§ **コレクションのリスト**
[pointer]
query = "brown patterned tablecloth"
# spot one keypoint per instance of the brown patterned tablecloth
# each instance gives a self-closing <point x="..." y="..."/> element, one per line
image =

§ **課題の指示**
上記リストの全行を、一字一句変えずに引用すること。

§ **解答例**
[pointer]
query = "brown patterned tablecloth"
# spot one keypoint per instance of the brown patterned tablecloth
# each instance gives a self-closing <point x="..." y="..."/> element, one per line
image =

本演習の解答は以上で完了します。